▸ **Set problem**:
Count the lines below that contain the word "black", where case matters, and reply with that number alone.

▸ **Extracted information**:
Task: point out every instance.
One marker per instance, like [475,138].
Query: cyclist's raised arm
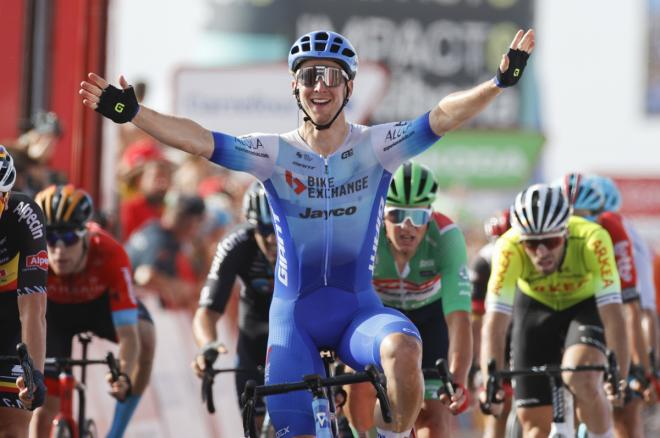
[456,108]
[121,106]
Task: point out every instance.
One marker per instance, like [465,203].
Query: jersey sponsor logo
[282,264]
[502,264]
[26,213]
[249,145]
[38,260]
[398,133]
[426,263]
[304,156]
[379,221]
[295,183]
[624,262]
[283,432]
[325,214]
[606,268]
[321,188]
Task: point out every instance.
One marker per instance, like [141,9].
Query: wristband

---

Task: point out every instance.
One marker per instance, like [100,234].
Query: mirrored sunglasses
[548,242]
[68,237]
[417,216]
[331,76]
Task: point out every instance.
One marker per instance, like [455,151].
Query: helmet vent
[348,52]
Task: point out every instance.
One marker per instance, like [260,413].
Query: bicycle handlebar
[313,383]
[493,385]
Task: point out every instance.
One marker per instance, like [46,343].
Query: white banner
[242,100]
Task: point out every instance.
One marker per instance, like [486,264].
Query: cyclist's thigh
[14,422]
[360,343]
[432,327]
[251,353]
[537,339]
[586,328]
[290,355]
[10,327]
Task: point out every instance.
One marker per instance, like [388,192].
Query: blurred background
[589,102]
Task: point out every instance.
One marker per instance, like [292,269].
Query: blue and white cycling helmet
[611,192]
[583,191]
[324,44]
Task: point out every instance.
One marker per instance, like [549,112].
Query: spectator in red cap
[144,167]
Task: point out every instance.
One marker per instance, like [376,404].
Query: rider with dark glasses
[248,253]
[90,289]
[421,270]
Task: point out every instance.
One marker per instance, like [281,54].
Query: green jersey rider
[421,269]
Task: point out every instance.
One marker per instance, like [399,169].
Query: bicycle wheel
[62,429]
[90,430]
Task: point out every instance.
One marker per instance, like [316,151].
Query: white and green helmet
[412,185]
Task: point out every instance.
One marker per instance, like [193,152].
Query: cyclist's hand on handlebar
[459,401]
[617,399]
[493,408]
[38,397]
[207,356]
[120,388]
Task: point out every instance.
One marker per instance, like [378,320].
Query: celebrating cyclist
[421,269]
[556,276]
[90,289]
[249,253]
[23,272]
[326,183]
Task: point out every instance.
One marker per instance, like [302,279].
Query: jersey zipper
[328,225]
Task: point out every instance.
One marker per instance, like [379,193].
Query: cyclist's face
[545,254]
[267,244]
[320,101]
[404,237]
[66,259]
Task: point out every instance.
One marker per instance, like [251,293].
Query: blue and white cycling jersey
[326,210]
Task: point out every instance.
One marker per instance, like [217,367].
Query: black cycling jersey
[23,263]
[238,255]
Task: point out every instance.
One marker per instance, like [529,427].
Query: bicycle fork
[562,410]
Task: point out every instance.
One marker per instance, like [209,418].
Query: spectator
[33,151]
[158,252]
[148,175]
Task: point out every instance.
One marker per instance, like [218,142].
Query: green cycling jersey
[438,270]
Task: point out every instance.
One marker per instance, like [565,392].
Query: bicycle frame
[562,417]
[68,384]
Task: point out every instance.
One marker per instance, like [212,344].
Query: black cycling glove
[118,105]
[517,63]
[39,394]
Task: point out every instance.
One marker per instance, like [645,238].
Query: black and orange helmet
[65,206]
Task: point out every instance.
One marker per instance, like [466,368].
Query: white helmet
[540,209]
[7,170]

==

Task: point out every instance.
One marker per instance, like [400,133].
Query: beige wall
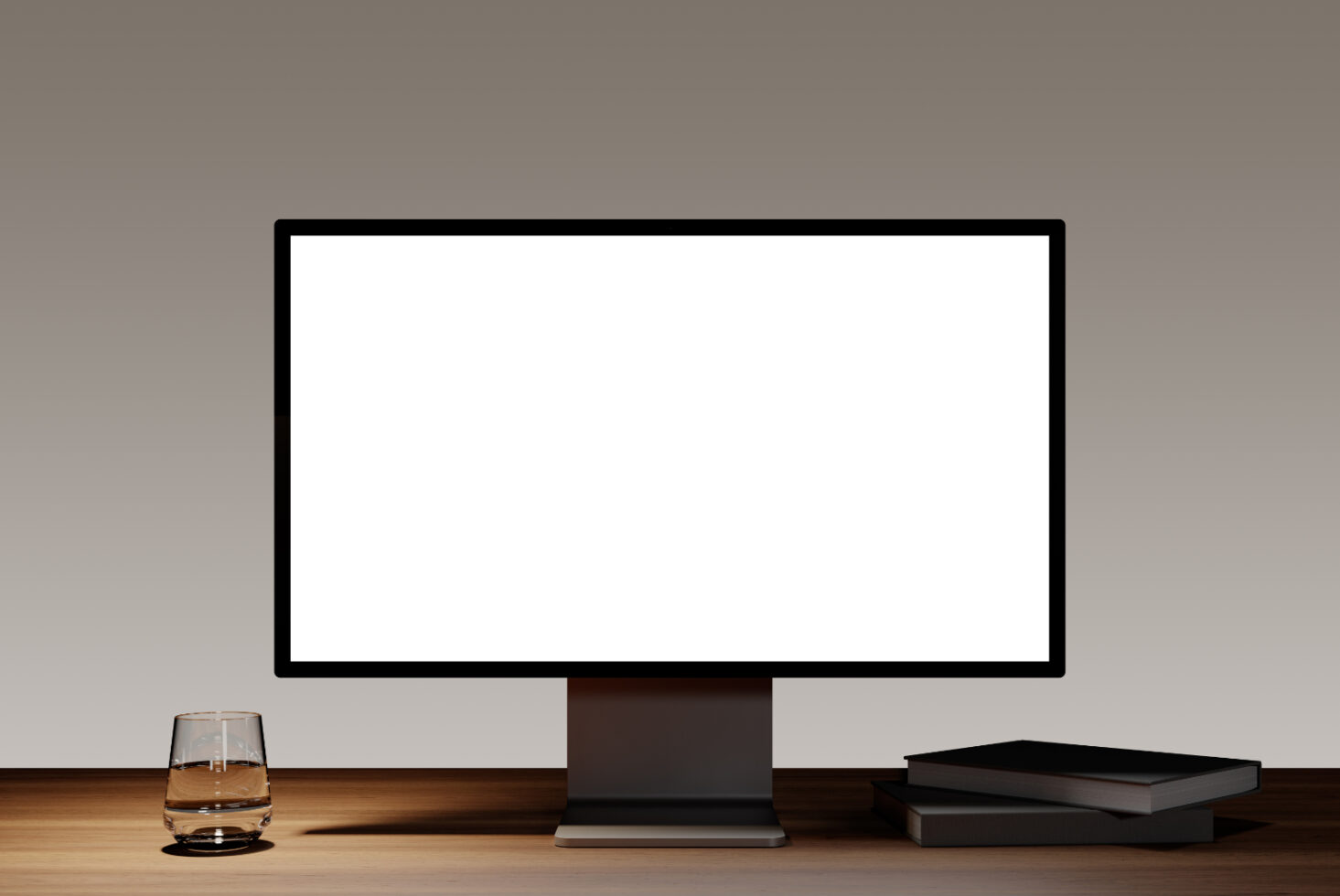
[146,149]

▸ **Full output**:
3